[Извлечённый текст]
Попав в такой жестокий переплет, Русская Православная Церковь, слишком давно не имевшая хоть какой-нибудь собственной политики, растерялась и в конце концов, после непродолжительного периода пассивного сопротивления, заключила со своими притеснителями весьма унизительный мир. И на долгие годы попала под бдительный надзор “органов”.

Самое же главное — она вчистую проиграла борьбу за умы и души людей. Святая Русь под свирепым натиском новой идеологии быстро превратилась в страну атеистов. А точнее сказать, одну веру здесь ловко подменили другой: веру в Бога и Царствие Небесное верой в коммунизм — тоже в своем роде царствие небесное, но на земле. Конечно, идеологический пресс, под которым оказалось население России, был чудовищной мощности, но ведь, с другой стороны, и у церкви была тысяча лет полного господства, чтобы укрепить в русских людях и веру, и свой авторитет. Ни в Польше, ни в Венгрии ничего подобного не случилось: там католическая церковь (должно быть, потому, что подчинялась не Варшаве и Будапешту, а Ватикану) оставалась силой, противостоящей коммунистам, и властям приходилось с ней считаться. При советской власти церковь держали для декорации — она должна была иллюстрировать наличие в стране победившего социализма свободу совести. Чтобы исполнять такую скромную функцию, особого интеллектуального и нравственного напряжения не требуется, поэтому очередной резкий поворот в судьбе снова застал РПЦ врасплох. Никто теперь ее не давил и не притеснял, но никто и не указывал, каким путем следовать в этом вдруг перевернувшемся и усложнившемся мире. Прежняя жизнь рухнула, и несколько лет в стране царил идеологический и социальный хаос — классическая русская смута. Когда-то именно церковь в такие эпохи брала на себя роль национального лидера. И, кстати, не только в России, и не только в “темные века”. Характерен пример Германии и Италии, которые после Второй мировой войны оказались примерно в такой же нравственной разрухе, как и Россия после перестройки. Кто вытащил эти страны из катастрофы? Христианские демократы — партии, возникшие “под крылом” церкви.

[Фрагменты записей]

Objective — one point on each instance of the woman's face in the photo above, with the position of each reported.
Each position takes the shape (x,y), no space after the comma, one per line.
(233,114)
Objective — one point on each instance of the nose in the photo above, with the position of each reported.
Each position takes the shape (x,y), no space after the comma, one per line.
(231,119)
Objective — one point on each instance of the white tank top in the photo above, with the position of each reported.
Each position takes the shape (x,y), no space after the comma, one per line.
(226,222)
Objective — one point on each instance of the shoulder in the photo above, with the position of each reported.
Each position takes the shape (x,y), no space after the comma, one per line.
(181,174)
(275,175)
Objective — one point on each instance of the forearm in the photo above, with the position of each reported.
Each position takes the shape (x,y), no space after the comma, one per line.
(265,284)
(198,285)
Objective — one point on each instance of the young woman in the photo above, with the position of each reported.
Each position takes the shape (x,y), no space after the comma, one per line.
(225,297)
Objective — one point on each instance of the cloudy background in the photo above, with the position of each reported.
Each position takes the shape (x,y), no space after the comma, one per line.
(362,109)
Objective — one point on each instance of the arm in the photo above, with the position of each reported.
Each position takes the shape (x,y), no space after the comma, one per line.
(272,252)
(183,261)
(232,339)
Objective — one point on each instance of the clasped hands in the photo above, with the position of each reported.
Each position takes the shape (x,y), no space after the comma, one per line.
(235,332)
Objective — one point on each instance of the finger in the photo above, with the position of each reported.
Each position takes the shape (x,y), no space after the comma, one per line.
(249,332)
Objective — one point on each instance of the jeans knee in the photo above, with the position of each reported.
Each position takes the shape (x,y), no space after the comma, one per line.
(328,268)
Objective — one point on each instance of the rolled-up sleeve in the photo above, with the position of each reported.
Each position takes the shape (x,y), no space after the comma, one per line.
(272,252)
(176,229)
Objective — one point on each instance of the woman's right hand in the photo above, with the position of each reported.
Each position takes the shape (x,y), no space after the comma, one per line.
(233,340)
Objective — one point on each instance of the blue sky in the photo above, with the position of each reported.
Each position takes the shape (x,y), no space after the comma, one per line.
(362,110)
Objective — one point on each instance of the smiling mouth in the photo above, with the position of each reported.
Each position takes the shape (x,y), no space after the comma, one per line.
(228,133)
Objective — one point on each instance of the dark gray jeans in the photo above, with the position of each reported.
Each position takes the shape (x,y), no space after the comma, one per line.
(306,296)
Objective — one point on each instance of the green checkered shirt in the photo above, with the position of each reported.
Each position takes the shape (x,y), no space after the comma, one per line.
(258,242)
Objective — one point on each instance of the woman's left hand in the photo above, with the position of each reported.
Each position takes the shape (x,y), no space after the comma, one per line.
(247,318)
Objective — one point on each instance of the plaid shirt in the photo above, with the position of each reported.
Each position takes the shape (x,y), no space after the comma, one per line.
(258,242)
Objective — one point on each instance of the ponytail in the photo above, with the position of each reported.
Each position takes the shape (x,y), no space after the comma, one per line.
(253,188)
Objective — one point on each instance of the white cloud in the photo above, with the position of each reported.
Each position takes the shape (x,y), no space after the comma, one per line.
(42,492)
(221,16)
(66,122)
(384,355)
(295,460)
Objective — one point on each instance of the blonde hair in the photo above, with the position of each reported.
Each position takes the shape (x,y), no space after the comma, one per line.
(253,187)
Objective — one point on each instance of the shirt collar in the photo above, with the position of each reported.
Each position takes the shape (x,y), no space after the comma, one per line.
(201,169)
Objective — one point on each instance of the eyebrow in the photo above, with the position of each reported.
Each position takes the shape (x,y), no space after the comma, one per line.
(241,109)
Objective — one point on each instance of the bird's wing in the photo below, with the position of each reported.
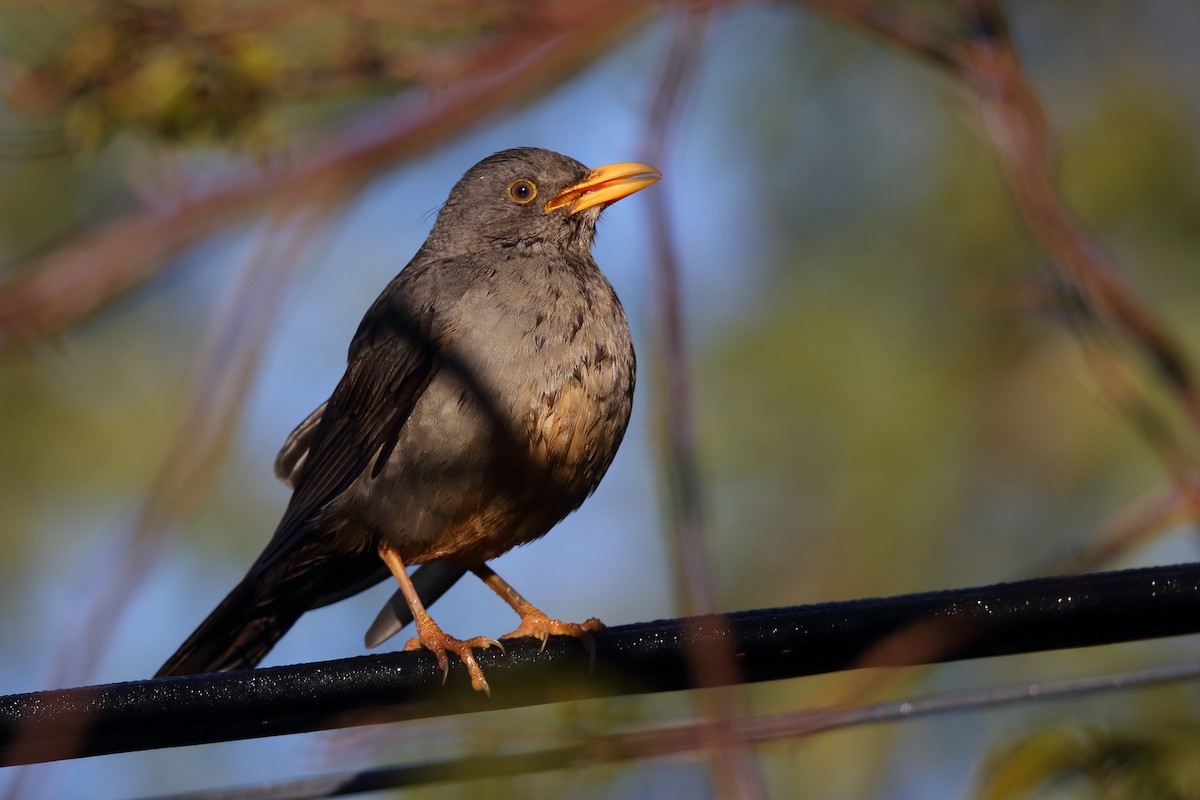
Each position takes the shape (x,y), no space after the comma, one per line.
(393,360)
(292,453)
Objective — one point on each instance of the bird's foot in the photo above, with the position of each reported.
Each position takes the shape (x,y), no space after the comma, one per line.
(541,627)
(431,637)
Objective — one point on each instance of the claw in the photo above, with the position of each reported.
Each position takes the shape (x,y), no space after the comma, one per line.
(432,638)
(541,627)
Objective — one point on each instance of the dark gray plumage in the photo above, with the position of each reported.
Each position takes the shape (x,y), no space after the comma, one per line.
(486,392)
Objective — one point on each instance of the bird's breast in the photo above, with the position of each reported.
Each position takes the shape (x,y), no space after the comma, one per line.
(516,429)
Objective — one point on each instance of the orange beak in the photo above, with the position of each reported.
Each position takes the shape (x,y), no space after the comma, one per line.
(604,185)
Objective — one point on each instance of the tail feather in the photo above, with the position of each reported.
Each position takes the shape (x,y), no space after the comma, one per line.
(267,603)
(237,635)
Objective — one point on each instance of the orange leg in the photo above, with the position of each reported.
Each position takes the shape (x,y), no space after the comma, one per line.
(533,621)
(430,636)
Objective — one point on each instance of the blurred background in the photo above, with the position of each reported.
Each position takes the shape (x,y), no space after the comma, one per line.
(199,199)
==
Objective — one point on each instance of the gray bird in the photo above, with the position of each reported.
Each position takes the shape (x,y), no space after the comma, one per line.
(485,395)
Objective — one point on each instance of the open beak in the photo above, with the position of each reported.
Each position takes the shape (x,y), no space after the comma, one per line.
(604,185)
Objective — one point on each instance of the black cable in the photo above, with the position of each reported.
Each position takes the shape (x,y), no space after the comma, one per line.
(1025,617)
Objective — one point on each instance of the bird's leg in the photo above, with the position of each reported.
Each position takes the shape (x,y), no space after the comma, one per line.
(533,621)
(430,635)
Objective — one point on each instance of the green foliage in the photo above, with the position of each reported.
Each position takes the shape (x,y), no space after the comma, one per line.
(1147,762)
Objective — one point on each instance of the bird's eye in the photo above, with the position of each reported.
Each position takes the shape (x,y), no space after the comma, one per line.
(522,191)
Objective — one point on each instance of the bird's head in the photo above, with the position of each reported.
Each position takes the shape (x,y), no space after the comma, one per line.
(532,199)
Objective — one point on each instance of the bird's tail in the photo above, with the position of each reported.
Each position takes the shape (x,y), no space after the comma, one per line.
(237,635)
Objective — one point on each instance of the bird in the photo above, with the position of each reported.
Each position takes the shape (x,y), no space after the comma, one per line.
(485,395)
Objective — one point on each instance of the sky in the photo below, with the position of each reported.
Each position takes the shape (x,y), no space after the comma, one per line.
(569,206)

[Задание]
Изложите текст о Русской Православной Церкви при советской власти в трёх предложениях.

[Выполненное задание]
После недолгого пассивного сопротивления Русская Православная Церковь заключила с притеснителями унизительный мир и попала под надзор «органов». Кроме того, она проиграла борьбу за умы и души людей: веру в Бога подменили верой в коммунизм. В отличие от католической церкви в Польше и Венгрии, противостоявшей коммунистам, РПЦ служила декорацией для иллюстрации свободы совести, поэтому крушение прежней жизни и наступившая смута застали её врасплох, хотя когда-то в такие эпохи именно церковь брала на себя роль национального лидера.